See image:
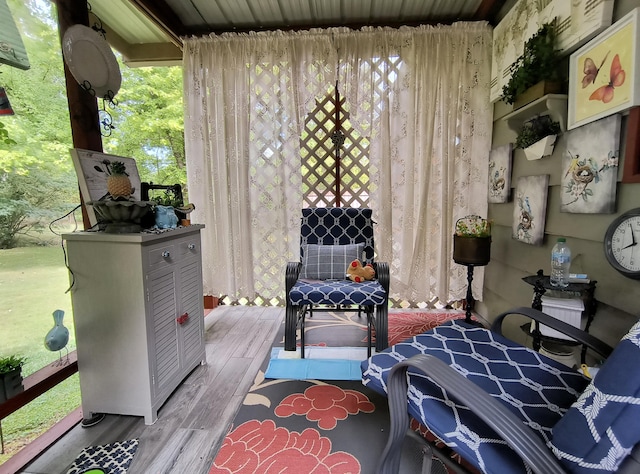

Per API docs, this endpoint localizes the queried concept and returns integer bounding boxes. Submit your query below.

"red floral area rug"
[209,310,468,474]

--

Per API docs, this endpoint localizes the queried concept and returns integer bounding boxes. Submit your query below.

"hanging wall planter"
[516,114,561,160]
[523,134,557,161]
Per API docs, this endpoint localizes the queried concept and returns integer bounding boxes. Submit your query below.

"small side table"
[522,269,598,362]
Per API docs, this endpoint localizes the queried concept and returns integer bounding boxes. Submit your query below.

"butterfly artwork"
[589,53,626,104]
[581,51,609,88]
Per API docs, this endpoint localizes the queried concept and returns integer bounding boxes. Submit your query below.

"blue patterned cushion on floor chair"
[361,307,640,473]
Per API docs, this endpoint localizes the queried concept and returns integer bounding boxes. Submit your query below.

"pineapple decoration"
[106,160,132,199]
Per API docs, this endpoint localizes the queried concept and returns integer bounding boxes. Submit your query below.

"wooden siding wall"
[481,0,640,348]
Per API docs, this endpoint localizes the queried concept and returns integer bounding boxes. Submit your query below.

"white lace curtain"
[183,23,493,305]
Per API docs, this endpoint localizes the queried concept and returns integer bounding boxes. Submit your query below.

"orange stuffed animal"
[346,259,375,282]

* * *

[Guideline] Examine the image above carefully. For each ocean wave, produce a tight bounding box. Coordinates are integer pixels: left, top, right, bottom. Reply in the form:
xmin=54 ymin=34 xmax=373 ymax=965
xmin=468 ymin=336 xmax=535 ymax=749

* Aim of the task *
Which lines above contain "image"? Show each of them.

* Task response *
See image:
[Guideline] Examine the image above carefully. For each ocean wave, produce a tight bounding box. Coordinates are integer pixels: left, top, right, bottom. Reply in the form:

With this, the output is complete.